**Exercícios**
1. Por favor, extraia do trecho, sem nenhuma alteração, a passagem que começa nas palavras "Portanto, concordando com" e termina após "o desenvolvimento local.".
2. Reescreva em forma de lista o parágrafo do trecho iniciado por "A agricultura familiar é a base", mantendo os dados principais.

Portanto, concordando com as recomendações dessas organizações e tendo em vista que qualquer política pública no atual contexto precisa da máxima agilidade e efetividade, destaco a necessidade de implementação e ou ampliação das políticas de SAN como estratégia central para garantir a manutenção ou reativação das cadeias curtas, fundamentais para o desenvolvimento local.
A agricultura familiar é a base da economia local de 90% dos municípios brasileiros com até 20 mil habitantes, sendo encarregada pela renda de 40% da população economicamente ativa do país. Sendo que no Brasil, há 10,1 milhões de pessoas ocupadas na agricultura familiar (67% de todo pessoal ocupado na agropecuária), o que representa 77% dos estabelecimentos rurais, ocupando 23% da área total e sendo responsável por 23% do valor da produção (R$ 107 bilhões). (IBGE, 2017).

**Dados fornecidos**
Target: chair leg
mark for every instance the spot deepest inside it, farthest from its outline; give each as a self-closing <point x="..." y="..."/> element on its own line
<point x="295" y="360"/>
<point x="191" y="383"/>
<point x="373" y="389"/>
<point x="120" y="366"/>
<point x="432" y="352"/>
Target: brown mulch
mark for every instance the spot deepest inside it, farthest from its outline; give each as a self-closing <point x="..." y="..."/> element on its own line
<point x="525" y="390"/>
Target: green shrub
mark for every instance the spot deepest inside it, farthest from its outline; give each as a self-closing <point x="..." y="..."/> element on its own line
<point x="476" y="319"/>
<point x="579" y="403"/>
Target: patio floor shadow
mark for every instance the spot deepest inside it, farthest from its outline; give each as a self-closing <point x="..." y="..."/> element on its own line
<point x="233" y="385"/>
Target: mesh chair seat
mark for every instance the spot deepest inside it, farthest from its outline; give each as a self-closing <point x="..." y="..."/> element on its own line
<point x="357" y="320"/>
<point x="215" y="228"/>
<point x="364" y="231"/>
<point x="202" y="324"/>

**Respostas abaixo**
1.
Portanto, concordando com as recomendações dessas organizações e tendo em vista que qualquer política pública no atual contexto precisa da máxima agilidade e efetividade, destaco a necessidade de implementação e ou ampliação das políticas de SAN como estratégia central para garantir a manutenção ou reativação das cadeias curtas, fundamentais para o desenvolvimento local.

2.
- É a base da economia local de 90% dos municípios brasileiros com até 20 mil habitantes.
- Responde pela renda de 40% da população economicamente ativa do país.
- Ocupa 10,1 milhões de pessoas no Brasil, o que corresponde a 67% de todo o pessoal ocupado na agropecuária.
- Representa 77% dos estabelecimentos rurais e ocupa 23% da área total.
- Responde por 23% do valor da produção (R$ 107 bilhões), segundo o IBGE (2017).